[Entries for labeling points]
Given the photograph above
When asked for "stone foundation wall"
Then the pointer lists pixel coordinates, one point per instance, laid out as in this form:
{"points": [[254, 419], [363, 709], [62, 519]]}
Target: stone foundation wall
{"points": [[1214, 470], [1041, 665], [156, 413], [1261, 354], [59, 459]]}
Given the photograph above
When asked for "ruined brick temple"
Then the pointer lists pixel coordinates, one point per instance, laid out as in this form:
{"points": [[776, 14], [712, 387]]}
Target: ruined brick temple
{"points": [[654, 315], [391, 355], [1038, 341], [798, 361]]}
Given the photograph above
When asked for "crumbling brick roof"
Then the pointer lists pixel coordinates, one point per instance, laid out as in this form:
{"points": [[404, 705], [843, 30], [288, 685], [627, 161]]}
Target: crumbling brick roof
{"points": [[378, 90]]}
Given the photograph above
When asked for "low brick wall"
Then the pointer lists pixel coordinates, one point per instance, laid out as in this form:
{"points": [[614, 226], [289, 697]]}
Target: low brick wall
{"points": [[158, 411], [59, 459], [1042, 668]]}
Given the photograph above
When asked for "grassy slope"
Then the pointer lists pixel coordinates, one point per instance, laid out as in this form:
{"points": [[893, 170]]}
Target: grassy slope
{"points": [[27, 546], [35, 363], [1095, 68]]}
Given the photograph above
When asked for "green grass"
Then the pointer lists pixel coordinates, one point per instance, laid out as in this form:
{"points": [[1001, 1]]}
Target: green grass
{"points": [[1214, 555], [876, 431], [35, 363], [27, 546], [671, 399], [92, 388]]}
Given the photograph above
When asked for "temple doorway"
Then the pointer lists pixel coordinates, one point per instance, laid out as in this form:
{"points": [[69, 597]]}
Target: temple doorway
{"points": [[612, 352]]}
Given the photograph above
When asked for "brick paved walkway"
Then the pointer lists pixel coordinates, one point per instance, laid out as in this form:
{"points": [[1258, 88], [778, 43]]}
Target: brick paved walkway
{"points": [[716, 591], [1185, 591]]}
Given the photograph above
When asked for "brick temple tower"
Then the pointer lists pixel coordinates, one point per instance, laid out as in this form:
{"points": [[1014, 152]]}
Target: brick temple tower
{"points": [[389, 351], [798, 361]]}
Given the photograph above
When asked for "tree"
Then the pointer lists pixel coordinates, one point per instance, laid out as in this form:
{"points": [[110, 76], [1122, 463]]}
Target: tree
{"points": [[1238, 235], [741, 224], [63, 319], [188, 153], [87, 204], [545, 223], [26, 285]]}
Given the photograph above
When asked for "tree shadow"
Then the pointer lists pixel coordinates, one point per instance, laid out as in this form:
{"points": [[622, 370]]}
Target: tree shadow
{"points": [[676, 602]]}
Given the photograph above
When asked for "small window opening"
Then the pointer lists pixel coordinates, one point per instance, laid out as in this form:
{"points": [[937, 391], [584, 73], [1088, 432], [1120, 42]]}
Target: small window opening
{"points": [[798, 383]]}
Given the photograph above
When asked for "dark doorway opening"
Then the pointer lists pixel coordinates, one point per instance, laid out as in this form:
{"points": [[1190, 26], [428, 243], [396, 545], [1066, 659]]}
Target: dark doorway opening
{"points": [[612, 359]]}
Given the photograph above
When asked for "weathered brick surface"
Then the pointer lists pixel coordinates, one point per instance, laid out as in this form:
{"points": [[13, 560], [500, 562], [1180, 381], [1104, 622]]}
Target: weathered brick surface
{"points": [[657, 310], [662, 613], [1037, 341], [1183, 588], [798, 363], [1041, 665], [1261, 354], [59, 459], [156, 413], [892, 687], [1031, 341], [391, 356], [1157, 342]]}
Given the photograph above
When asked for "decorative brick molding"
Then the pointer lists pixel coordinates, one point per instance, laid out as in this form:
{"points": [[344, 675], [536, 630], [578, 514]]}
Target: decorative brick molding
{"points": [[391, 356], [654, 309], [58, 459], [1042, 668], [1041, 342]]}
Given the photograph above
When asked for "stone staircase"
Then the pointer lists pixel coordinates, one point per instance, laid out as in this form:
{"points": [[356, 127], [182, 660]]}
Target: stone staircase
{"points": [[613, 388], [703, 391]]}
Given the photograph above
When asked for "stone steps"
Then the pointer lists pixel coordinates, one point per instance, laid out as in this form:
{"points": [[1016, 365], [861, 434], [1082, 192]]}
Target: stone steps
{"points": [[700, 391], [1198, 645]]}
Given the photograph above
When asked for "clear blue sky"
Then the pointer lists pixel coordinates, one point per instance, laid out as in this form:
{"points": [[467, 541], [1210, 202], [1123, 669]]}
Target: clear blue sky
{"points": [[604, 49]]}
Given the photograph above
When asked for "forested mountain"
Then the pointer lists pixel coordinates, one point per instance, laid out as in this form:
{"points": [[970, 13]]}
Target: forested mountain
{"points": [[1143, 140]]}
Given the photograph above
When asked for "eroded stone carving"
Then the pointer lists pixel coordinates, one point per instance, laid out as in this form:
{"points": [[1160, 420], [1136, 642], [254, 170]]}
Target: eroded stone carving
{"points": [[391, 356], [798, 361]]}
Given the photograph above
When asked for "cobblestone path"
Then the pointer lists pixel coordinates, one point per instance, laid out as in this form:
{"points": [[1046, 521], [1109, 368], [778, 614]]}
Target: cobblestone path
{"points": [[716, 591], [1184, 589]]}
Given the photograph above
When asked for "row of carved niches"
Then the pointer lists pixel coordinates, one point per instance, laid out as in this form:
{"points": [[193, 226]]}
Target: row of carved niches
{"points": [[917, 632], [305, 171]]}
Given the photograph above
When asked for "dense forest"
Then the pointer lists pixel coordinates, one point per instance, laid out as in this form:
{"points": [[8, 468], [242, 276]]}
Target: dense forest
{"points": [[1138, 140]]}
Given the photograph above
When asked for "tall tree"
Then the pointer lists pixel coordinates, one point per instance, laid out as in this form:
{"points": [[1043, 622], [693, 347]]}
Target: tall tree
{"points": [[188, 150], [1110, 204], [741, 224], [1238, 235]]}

**Problem statement:** Convert every one of the entries above into a JSON list of strings with one string per line, leaving out any blank lines.

**Written reply:**
[
  "Given the photograph above",
  "When asked for \"stone foundation wall\"",
  "Then the pointer lists pixel coordinates, one point per instance, laid out as in this form:",
  "{\"points\": [[254, 419], [363, 709], [62, 519]]}",
  "Target: stone foundation wall",
  "{\"points\": [[1214, 470], [1041, 665], [156, 413], [1261, 354], [59, 459]]}",
  "Given the photograph above",
  "When asked for \"ruined brick temple\"",
  "Then the pointer lists pixel coordinates, one point per instance, laid out as in this form:",
  "{\"points\": [[776, 14], [712, 387]]}",
  "Target: ruined brick temple",
  "{\"points\": [[654, 315], [391, 355], [1038, 341], [798, 361]]}",
  "Given the photograph above",
  "When asked for \"crumbling brick roof\"",
  "Then the pointer lists pixel coordinates, one point per instance, laid out as in this form:",
  "{\"points\": [[404, 705], [843, 30], [288, 685], [627, 161]]}",
  "Target: crumbling brick roof",
  "{\"points\": [[378, 90]]}",
  "Given the photograph above",
  "When asked for \"low brick wall\"",
  "Then the pointer lists pixel coordinates, one point per instance, laid out as in this form:",
  "{\"points\": [[614, 226], [289, 697]]}",
  "Target: low brick wall",
  "{\"points\": [[158, 411], [59, 459], [1042, 668]]}",
  "Given the photograph above",
  "When asked for \"grassy slope\"",
  "Then the pointer lists pixel coordinates, one point per instance, laid out as in this form:",
  "{\"points\": [[893, 170]]}",
  "Target: grassy slope",
  "{\"points\": [[27, 546], [35, 363], [1095, 68]]}",
  "Given the photograph above",
  "When asked for \"green grass\"",
  "Then the pointer lists pixel coordinates, one point per instance, laid out as in this form:",
  "{\"points\": [[1001, 1]]}",
  "Target: green grass",
  "{\"points\": [[1214, 555], [876, 431], [35, 363], [27, 546], [671, 399], [92, 388]]}",
  "Given the photograph above",
  "When asked for \"temple doorway\"",
  "Then the pointer lists pixel coordinates, one point per instance, laid out as in this form:",
  "{\"points\": [[69, 597]]}",
  "Target: temple doorway",
  "{\"points\": [[612, 352]]}",
  "Given the photograph above",
  "When asked for \"brick paved walkway\"",
  "Then the pointer lists pixel coordinates, one point per instance, laid out as in this form:",
  "{\"points\": [[1258, 88], [778, 43]]}",
  "Target: brick paved walkway",
  "{\"points\": [[716, 591], [1185, 591]]}",
  "Given the photograph above",
  "When asked for \"brick temple tower\"",
  "Then the pointer lists pixel coordinates, one point per instance, laid out as in this form:",
  "{\"points\": [[1014, 152]]}",
  "Target: brick temple tower",
  "{\"points\": [[389, 351], [798, 361]]}",
  "Given the photograph above",
  "When asked for \"tree\"",
  "Then the pointer lists pixel coordinates, one point per instance, laid out as in this form:",
  "{\"points\": [[110, 76], [1122, 463]]}",
  "Target: tree",
  "{\"points\": [[1238, 235], [741, 224], [63, 319], [188, 153], [87, 204], [545, 223], [26, 285]]}",
  "Given the photograph above",
  "When asked for \"tree shadow\"",
  "Then the pointer lists pixel coordinates, one point per instance, laid out as in this form:",
  "{\"points\": [[622, 370]]}",
  "Target: tree shadow",
  "{\"points\": [[676, 602]]}",
  "Given the photograph above",
  "When asked for \"small window opening\"",
  "Then the pointer lists pixel coordinates, one point per instance, laid out as in this form:",
  "{\"points\": [[937, 391], [584, 73], [1088, 432], [1120, 42]]}",
  "Target: small window opening",
  "{\"points\": [[798, 383]]}",
  "Given the photograph above",
  "When asked for \"dark doorway opening\"",
  "Then the pointer lists pixel coordinates, one point per instance, laid out as in this form:",
  "{\"points\": [[1190, 26], [428, 243], [396, 545], [1066, 659]]}",
  "Target: dark doorway opening",
  "{\"points\": [[612, 359]]}",
  "Given the photograph above",
  "When asked for \"weathered brick surface\"",
  "Then the pointer lists pixel coordinates, one point per instance, laid out as in this form:",
  "{\"points\": [[13, 560], [500, 562], [1180, 381], [1104, 622]]}",
  "Target: weathered brick surface",
  "{\"points\": [[657, 310], [662, 613], [1037, 341], [1183, 588], [798, 363], [1041, 665], [1261, 354], [59, 459], [156, 413], [892, 687], [1031, 341], [391, 356], [1157, 342]]}",
  "Given the photograph above",
  "When asked for \"decorative brick molding\"",
  "Then the pointer lists pixel coordinates, one point per instance, laid out as in this form:",
  "{\"points\": [[344, 675], [536, 630], [578, 514]]}",
  "Target: decorative brick molding",
  "{\"points\": [[391, 356], [654, 309], [58, 459], [1042, 668], [1041, 342]]}",
  "Given the photograph above",
  "When asked for \"stone staircase\"",
  "Then the pointer lists pixel coordinates, one point per instance, laid out as in this form:",
  "{\"points\": [[356, 127], [182, 660]]}",
  "Target: stone staircase",
  "{\"points\": [[613, 388], [703, 391]]}",
  "Given the photograph above",
  "When asked for \"stone steps\"",
  "Then the pointer lists pixel coordinates, one point per instance, laid out as in this form:",
  "{\"points\": [[1016, 365], [861, 434], [1082, 192]]}",
  "Target: stone steps",
  "{\"points\": [[700, 391], [1198, 645]]}",
  "Given the photograph above",
  "When asked for \"clear blue sky\"",
  "Then the pointer lists pixel coordinates, one point per instance, laid out as in this form:",
  "{\"points\": [[467, 541], [1210, 202], [1123, 669]]}",
  "Target: clear blue sky",
  "{\"points\": [[604, 49]]}",
  "Given the photograph above",
  "When asked for \"forested mountain\"",
  "Then the pointer lists pixel coordinates, one point per instance, laid out as in this form:",
  "{\"points\": [[970, 13]]}",
  "Target: forested mountain",
  "{\"points\": [[1143, 140]]}",
  "Given the photograph above",
  "When asked for \"eroded stone carving\"",
  "Then the pointer lists pixel coordinates, one point per instance, laid out as in this form:",
  "{\"points\": [[1160, 420], [1136, 642], [254, 170]]}",
  "Target: eroded stone carving",
  "{\"points\": [[391, 356], [798, 361]]}",
  "Given the photograph above",
  "When asked for \"cobblestone path\"",
  "Then the pointer lists pixel coordinates, one point per instance, laid out as in this form:",
  "{\"points\": [[1046, 521], [1109, 368], [778, 614]]}",
  "Target: cobblestone path",
  "{\"points\": [[716, 591], [1184, 589]]}",
  "Given the photograph above",
  "When asked for \"row of carved niches\"",
  "Then the pointer lists pixel coordinates, one point per instance, laid out as in this form:",
  "{\"points\": [[193, 226]]}",
  "Target: row of carved niches",
  "{\"points\": [[917, 632], [305, 171]]}",
  "Given the photograph above",
  "When asked for \"dense forest\"",
  "Then the pointer lists pixel coordinates, one point per instance, laid out as in this form:",
  "{\"points\": [[8, 468], [242, 276]]}",
  "Target: dense forest",
  "{\"points\": [[1138, 140]]}",
  "Given the photograph above",
  "When asked for \"tall tree\"",
  "Then the pointer lists pixel coordinates, one point per instance, laid out as in this form:",
  "{\"points\": [[1043, 622], [693, 347]]}",
  "Target: tall tree",
  "{\"points\": [[188, 150], [1110, 204], [741, 224], [1238, 235]]}"
]